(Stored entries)

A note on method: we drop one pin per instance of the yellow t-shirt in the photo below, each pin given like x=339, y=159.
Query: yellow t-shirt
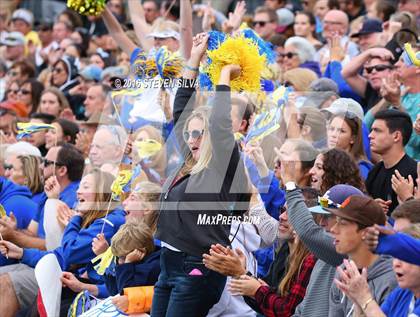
x=32, y=36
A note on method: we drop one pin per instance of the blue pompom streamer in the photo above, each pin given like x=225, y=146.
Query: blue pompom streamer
x=264, y=48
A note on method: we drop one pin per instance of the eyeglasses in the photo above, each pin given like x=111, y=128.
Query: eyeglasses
x=15, y=91
x=57, y=70
x=48, y=163
x=378, y=68
x=332, y=23
x=24, y=91
x=260, y=23
x=289, y=55
x=195, y=134
x=7, y=166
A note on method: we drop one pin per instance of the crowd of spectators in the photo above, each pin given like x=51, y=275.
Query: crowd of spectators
x=332, y=194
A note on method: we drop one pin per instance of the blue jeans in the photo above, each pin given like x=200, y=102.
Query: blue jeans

» **WHAT IS REQUIRED**: The span to print begins at the line containing "like x=111, y=128." and ends at the final line of the entries; print it exactly and print nothing else.

» **SOLUTION TO THIS TASK**:
A note on method: we drop one pin per instance of the eyeglasses in the photo above, each pin given like x=111, y=128.
Query: eyeglasses
x=15, y=91
x=57, y=70
x=48, y=163
x=378, y=68
x=332, y=23
x=24, y=91
x=260, y=23
x=289, y=55
x=195, y=134
x=7, y=166
A note on method: we drop one pin per instance of the crowd of spectators in the photo above, each pin given like x=51, y=275.
Query: crowd of spectators
x=332, y=194
A note on method: we drop one pin per instance of the blue jeans in the photo above, each pin given like x=200, y=102.
Query: blue jeans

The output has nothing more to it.